Shaping the future of Bangladesh 

H. Calvin

Thirty years ago, Bangladesh was written off as a basket case and a nation without a future.  Today Bangladesh is still surviving as a nation-state, and perhaps has a better prognosis than Pakistan, from which it was hewn in 1971. However, the future is not rosy.  Bangladesh is a nation with deep psychological wounds that is at a critical juncture in its history.  It can either come to terms with the reality of its past and move into the twenty-first century, or it can remain wedded to the Stockholm syndrome where friends are confused for foes.  For India, the path that Bangladesh takes has deep implications for India’s economic well-being, social stability, democratic polity and national security.  As such, it is important to understand the various drivers in Bangladesh today to facilitate their development along preferred paths.

Current Trends

Bangladesh has been slowly making progress in some areas.  For example, it has achieved near self-sufficiency in rice (1, 2) and has the second fastest growing economy in South Asia (2) aided by the well-known innovations of micro-credit (3).  It has implemented many of the mechanisms necessary for a democratic society, including the conduction of relatively free and fair elections (3).  However, Bangladeshi society is still driven by many of the factors that led Kissinger to call it a “basket case” including: Population Growth, Illiteracy, Religious Extremism, and Protectionism. 

Population Growth 

Bangladesh’s population is still growing at over 2% a year.  It is currently around 130 million, and is expected to reach 150 million by 2010, and 180 million by 2025 (4).  It is a very young country with a median population age of 21 years. This means that the next 10 – 20 years will be critical as this group of young men mature (5).  Their life choices will shape whether Bangladesh becomes an entrepreneurial state or an Islamist-terror-exporting state.  Bangladeshi economic growth has been hovering in the 4 – 5 % range over the past several years, making it second only to India in South Asia (5, 6).  Increasing economic opportunity will reduce the Islamization of society that shackles women’s rights and education.  This is critical, since increasing women’s education is known to lead to reduced population growth.  

Illiteracy 

The literacy rate is around 40% (5), compared to nearly 70% literacy in India (7).  In India, literacy rates have escalated as a result of efforts of encouraging education in modern institutions, as compared to the traditional schools.  In Bangladesh, much of the education still continues to occur within the 65,000 madrassas that exist there.  As a result of the low literacy rates, and the educational system driven by religious institutions we find an escalation in religious extremism.  In addition, the effects of a high degree of illiteracy in a country dominated by young people where economic opportunity is limited has led to an increase in religious extremism.

^^^^

### Instruction 1
In the essay on Bangladesh's future, what is the median age of the country's population?
### Instruction 2
Write the next part of the essay on Bangladesh's future, starting after its final sentence.

### Stored data
^^^^

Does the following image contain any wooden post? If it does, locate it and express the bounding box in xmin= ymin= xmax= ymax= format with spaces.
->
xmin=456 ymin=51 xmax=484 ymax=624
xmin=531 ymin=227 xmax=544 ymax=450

^^^^

### Response 1
21 years

### Response 2
Figure 1. Map of Bangladesh showing linkages with India.

http://www.lib.utexas.edu/maps/index.html

Religious Extremism  

The country has been termed the world’s most corrupt (8), and has seen the Jamat-e-Islami obtain almost 17 seats in the Bangladeshi parliament.  Hindus have borne the brunt of this Islamist extremism.  The Harkat-ul-Jihad-al-Jihadi (HUJI) is the largest of these groups with an estimated membership of over 15,000 (9, 10).  HUJI was created by Bangladeshis who fought in the Afghan War and is known to have a direct link with Al Qaeda (10) with Fazlul Rehman one of the signers of Al Qaeda’s Jihad against the United States.  It is known to have linkages with the Inter Services Intelligence (ISI) of Pakistan (10) having received training and funding from them, and has been involved in attacks on Hindus and secular intellectuals.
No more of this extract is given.